- Document extract:
May This Heartbreak be the Last Backache

I can’t say I wish I hadn’t let it get this bad. Because it had to get bad to get good. The greater the shake, the deeper the cracks. 

This starts as a letter to him, describing the beauty of my depth, in case someday he is ready for it. Him, or any of them for that matter. Any of those that I loved, but asked more from, so they left. 

This ends as a letter to myself. Reminding myself of the beauty of my depth, so that when it proves too vast for someone to understand, too broad for them to hold, I do not turn from myself and reach for them, but turn to myself and let them go.

I lay awake three days after he turned away. I went through the “unphased” phase, then the dwelling phase, the replay phase, the bargain phase, the text-and-pour-my-heart-out phase, the try-and-distract phase.

And now I shifted around in the thick tropic air, kicking off blankets and rearranging pillows under my knees, because along with the heartache, my back had been out for weeks. Which added to the frustration, as I couldn’t even do the things that make me feel confident, or interesting, or powerful. The things that help me flip a “fuck you” to anything that hurts.

So I was mad at my back too. Sad at my lameness. Scared of my inadequacy.

Another memory bubbled up, a moment from our time together. When you’re hopeful of someone you collect all the moments and stash them away. When the magic snaps, they break loose, ripping from your gut, floating up through your chest, where they often get stuck.

- Provided data:

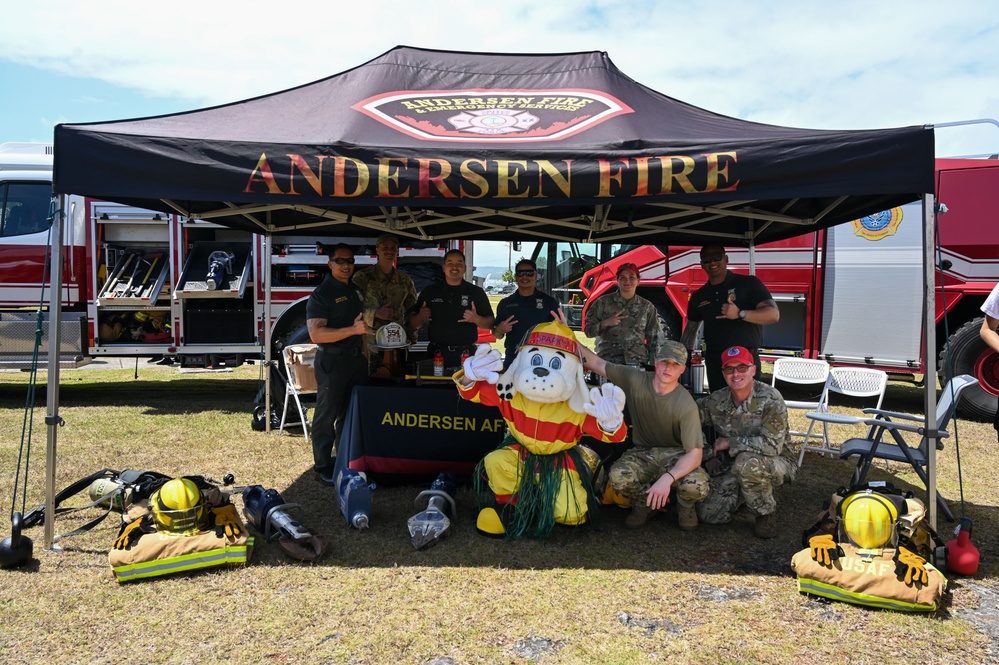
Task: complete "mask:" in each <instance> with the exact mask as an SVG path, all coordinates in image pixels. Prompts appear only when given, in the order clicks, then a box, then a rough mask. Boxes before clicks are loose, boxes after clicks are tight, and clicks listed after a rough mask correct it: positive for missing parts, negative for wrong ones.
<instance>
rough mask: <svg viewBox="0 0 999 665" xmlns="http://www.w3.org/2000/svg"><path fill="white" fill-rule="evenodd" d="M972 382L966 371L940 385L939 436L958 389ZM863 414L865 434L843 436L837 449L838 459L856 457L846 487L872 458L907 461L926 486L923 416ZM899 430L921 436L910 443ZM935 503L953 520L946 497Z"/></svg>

--

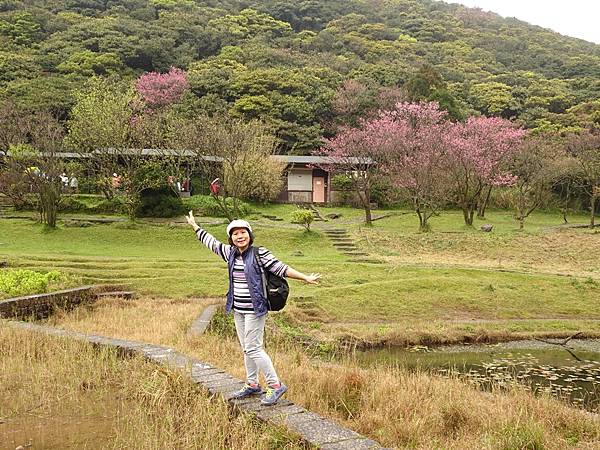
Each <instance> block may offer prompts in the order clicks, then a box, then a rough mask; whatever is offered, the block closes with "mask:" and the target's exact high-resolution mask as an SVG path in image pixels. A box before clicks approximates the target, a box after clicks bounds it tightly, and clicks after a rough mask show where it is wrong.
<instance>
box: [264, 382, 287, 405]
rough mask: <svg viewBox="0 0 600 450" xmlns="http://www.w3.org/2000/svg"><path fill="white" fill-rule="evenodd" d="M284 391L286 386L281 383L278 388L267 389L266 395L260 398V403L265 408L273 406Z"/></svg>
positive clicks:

...

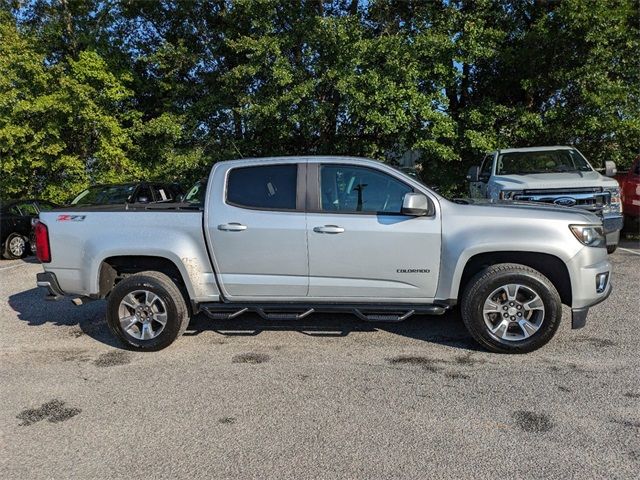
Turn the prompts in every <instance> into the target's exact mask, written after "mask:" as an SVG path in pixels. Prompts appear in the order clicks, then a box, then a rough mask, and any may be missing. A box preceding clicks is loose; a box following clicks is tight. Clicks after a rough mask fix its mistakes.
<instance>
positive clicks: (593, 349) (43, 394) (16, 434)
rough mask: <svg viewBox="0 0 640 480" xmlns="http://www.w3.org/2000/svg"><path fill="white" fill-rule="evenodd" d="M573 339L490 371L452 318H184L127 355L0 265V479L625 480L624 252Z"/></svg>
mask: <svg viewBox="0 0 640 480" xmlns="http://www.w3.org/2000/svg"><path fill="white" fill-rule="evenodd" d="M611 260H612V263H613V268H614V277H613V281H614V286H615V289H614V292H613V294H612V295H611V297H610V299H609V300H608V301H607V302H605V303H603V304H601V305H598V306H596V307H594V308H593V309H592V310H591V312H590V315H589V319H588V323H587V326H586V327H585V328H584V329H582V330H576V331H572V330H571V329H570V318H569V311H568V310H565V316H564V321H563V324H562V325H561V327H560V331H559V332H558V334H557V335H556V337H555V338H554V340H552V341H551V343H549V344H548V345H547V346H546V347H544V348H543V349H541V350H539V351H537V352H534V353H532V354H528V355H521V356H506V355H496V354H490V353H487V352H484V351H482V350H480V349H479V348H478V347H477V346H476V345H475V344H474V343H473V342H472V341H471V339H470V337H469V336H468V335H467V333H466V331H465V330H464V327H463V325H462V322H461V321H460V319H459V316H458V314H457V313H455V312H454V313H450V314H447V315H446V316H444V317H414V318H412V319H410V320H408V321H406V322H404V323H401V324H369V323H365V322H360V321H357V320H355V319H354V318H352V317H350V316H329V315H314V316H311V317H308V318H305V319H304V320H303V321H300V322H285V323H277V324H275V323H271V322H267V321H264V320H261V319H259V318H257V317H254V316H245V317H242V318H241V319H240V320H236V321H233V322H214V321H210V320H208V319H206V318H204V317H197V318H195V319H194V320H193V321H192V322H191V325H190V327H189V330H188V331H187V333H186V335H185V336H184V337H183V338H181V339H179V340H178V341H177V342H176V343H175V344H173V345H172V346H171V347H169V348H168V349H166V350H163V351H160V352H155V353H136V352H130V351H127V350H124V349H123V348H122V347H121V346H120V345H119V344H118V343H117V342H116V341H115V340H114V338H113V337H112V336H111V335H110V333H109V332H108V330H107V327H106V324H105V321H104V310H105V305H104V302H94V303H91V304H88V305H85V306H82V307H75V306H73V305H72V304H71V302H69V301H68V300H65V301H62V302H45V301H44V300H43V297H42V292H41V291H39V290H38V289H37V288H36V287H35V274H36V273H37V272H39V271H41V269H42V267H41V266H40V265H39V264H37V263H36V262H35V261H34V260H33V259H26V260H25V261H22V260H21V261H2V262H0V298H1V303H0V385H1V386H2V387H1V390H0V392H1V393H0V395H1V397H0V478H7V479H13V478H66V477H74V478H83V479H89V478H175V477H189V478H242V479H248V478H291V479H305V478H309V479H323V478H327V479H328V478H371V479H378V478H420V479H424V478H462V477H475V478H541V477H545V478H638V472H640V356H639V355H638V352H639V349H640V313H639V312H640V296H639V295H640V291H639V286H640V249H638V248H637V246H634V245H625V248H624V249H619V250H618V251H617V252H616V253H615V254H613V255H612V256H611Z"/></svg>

- Required tasks:
A - Using the heartbreak essay, mark each statement yes or no, and quote the exact words that decide it. (i) The narrator lay awake three days after he turned away. (ii) The narrator's back had been out for days. (iii) The piece ends as a letter to him.
B - Copy out the heartbreak essay from "This starts as" to "the try-and-distract phase.".
Work from the heartbreak essay alone.

- List of answers:
A -
(i) Yes: "I lay awake three days after he turned away."
(ii) No: "my back had been out for weeks."
(iii) No: "This ends as a letter to myself."

B -
This starts as a letter to him, describing the beauty of my depth, in case someday he is ready for it. Him, or any of them for that matter. Any of those that I loved, but asked more from, so they left. 

This ends as a letter to myself. Reminding myself of the beauty of my depth, so that when it proves too vast for someone to understand, too broad for them to hold, I do not turn from myself and reach for them, but turn to myself and let them go.

I lay awake three days after he turned away. I went through the “unphased” phase, then the dwelling phase, the replay phase, the bargain phase, the text-and-pour-my-heart-out phase, the try-and-distract phase.